* BEGIN ENTRIES *
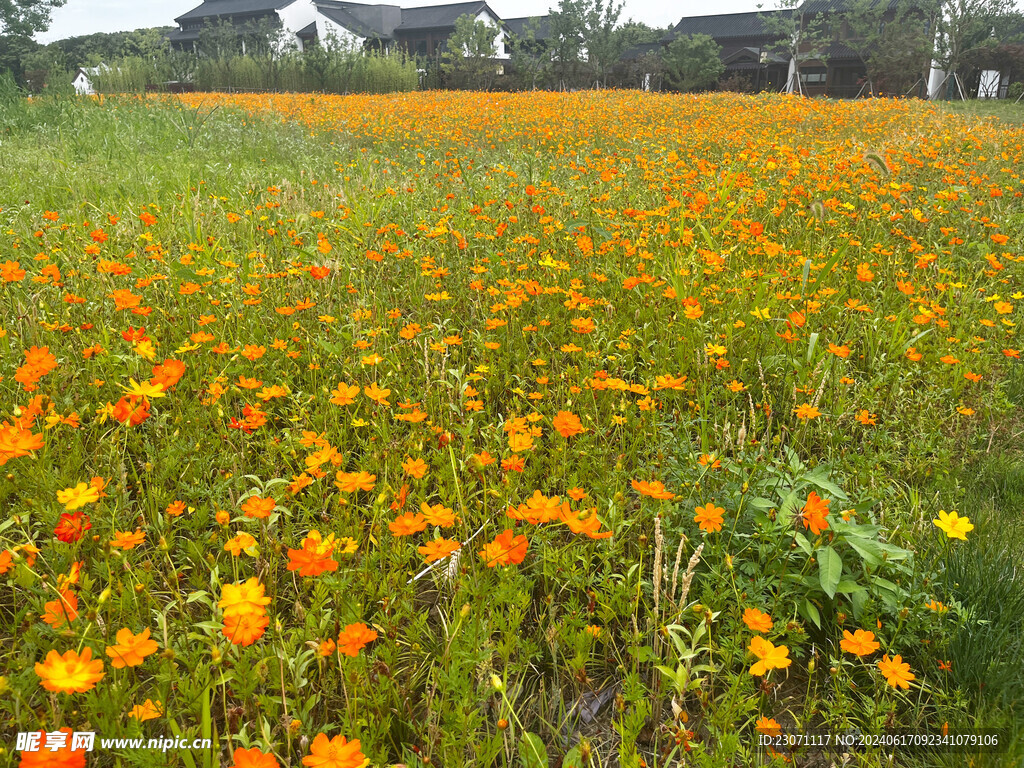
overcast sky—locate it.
[36,0,761,43]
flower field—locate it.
[0,92,1024,768]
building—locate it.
[168,0,509,59]
[663,10,791,92]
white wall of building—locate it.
[278,0,318,50]
[476,10,511,59]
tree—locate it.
[764,0,826,94]
[664,35,725,93]
[509,16,551,90]
[441,13,500,90]
[0,0,68,37]
[836,0,933,96]
[550,0,624,88]
[931,0,1015,98]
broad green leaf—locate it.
[818,547,843,598]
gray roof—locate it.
[505,16,551,40]
[174,0,295,24]
[666,10,791,40]
[396,2,499,32]
[316,0,401,40]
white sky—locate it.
[36,0,761,43]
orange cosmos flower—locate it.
[43,590,78,630]
[334,471,377,494]
[552,411,587,438]
[556,505,612,539]
[480,528,528,568]
[420,502,455,528]
[416,539,462,563]
[242,496,278,519]
[748,635,793,677]
[632,480,676,499]
[803,490,831,536]
[331,382,359,406]
[879,653,914,690]
[288,530,338,577]
[693,502,725,534]
[57,482,99,512]
[387,512,427,536]
[111,528,145,550]
[221,613,270,647]
[128,698,164,723]
[793,402,821,421]
[36,647,105,693]
[362,382,391,406]
[401,459,429,480]
[53,512,92,544]
[217,577,270,618]
[839,630,882,656]
[302,733,370,768]
[743,608,772,632]
[338,622,377,656]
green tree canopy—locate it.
[664,35,725,92]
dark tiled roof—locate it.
[667,10,790,40]
[800,0,901,13]
[316,0,401,40]
[174,0,293,23]
[396,2,498,32]
[505,16,551,40]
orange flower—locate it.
[229,746,281,768]
[217,577,270,618]
[288,530,338,577]
[362,382,391,406]
[632,480,676,499]
[420,502,455,528]
[743,608,772,632]
[793,402,821,421]
[43,590,78,630]
[302,733,370,768]
[334,471,377,494]
[552,411,587,438]
[387,512,427,536]
[803,490,831,536]
[221,614,270,646]
[338,622,377,656]
[111,529,145,550]
[36,647,104,693]
[331,382,359,406]
[480,528,528,568]
[693,502,725,534]
[839,630,882,656]
[416,539,462,563]
[748,635,793,677]
[128,698,164,723]
[879,653,914,690]
[401,459,429,480]
[106,627,159,670]
[242,496,278,519]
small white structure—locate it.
[72,65,110,96]
[978,70,1001,98]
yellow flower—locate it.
[128,698,164,723]
[57,482,99,510]
[932,509,974,542]
[36,647,105,693]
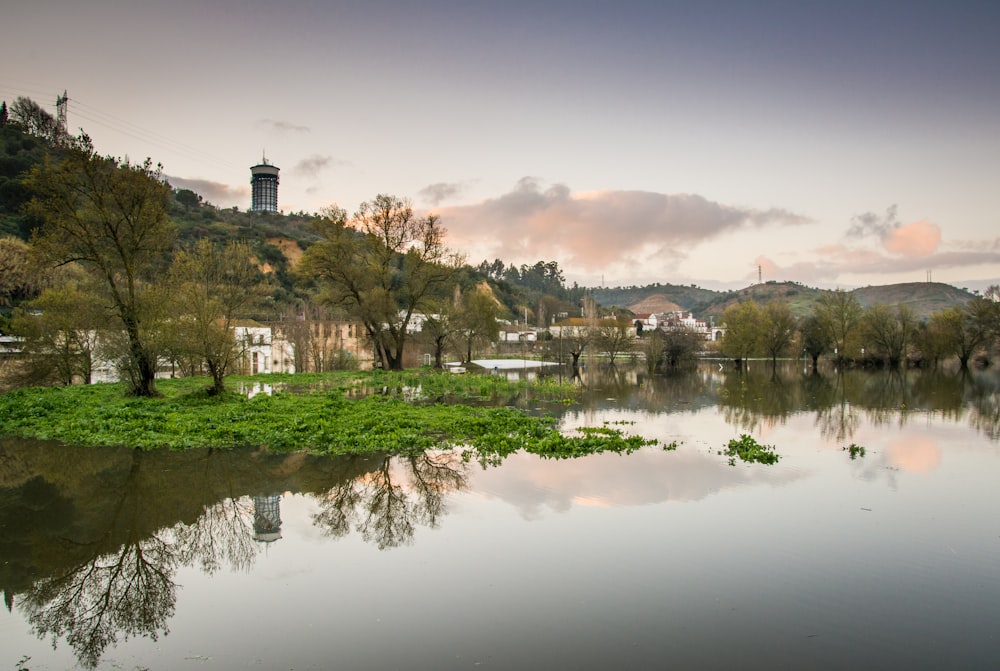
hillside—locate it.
[593,282,973,319]
[588,284,719,312]
[853,282,972,317]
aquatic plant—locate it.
[724,433,780,466]
[841,443,865,461]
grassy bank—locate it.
[0,371,650,457]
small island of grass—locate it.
[0,370,656,459]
* END ENTRIES *
Rescale the rows from the line with "orange cosmos flower—locate it." through the final row, both ends included, by repeating every line, requests too, with each bounding-box coordinate multiplied by 1.9 and rounded to a whole number, halves rounding up. Leave the pictures out of your answer.

■ REPLY TO THE TASK ■
orange cosmos flower—locate it.
[82,1121,148,1197]
[635,895,716,939]
[1049,781,1115,832]
[1056,960,1163,1024]
[912,1003,1003,1079]
[798,954,865,1003]
[790,1024,878,1070]
[460,942,528,986]
[1421,1207,1507,1286]
[1201,912,1284,948]
[1526,931,1579,1018]
[629,726,682,771]
[1670,1241,1737,1311]
[547,1007,642,1096]
[1317,954,1378,1015]
[108,916,188,973]
[735,973,811,1018]
[211,1003,276,1045]
[420,1165,513,1229]
[243,1326,312,1374]
[1507,764,1560,800]
[68,1229,200,1317]
[688,726,743,771]
[762,872,815,912]
[101,973,175,1034]
[412,1096,513,1174]
[1594,1197,1676,1246]
[574,1393,703,1459]
[1412,1155,1467,1201]
[642,1182,716,1246]
green tree canopy—locate it.
[1262,67,1378,175]
dark tiled roof—locate it.
[1267,19,1501,76]
[1520,0,1712,25]
[600,0,762,76]
[331,0,557,44]
[752,4,946,61]
[960,30,1047,76]
orange flower—locate it.
[435,1417,534,1459]
[412,1096,513,1174]
[547,1007,642,1096]
[688,726,743,771]
[1201,912,1284,948]
[798,954,865,1003]
[1412,1155,1467,1201]
[1507,764,1560,800]
[82,1121,148,1197]
[574,1393,703,1459]
[635,895,716,939]
[1049,781,1115,832]
[735,973,811,1018]
[1526,931,1579,1018]
[420,1167,513,1227]
[642,1182,716,1246]
[211,1005,276,1045]
[68,1229,198,1317]
[629,726,682,771]
[912,1003,1003,1079]
[1317,954,1378,1015]
[1594,1197,1676,1246]
[790,1024,878,1070]
[1421,1207,1507,1286]
[243,1326,312,1374]
[1670,1241,1737,1311]
[762,872,815,912]
[201,1191,302,1273]
[460,942,528,986]
small white structure—locate it.
[137,124,209,182]
[1858,133,1902,186]
yellow flower—locate it.
[243,1326,312,1374]
[108,916,188,969]
[1771,967,1851,1030]
[68,1229,200,1317]
hillside—locate it.
[1127,536,1849,606]
[1117,540,1366,593]
[1621,536,1847,602]
aquatic plant—locate it.
[1376,823,1482,885]
[1598,842,1644,876]
grassy bank—locate it.
[0,705,1235,868]
small island of grass—locate it.
[0,703,1246,872]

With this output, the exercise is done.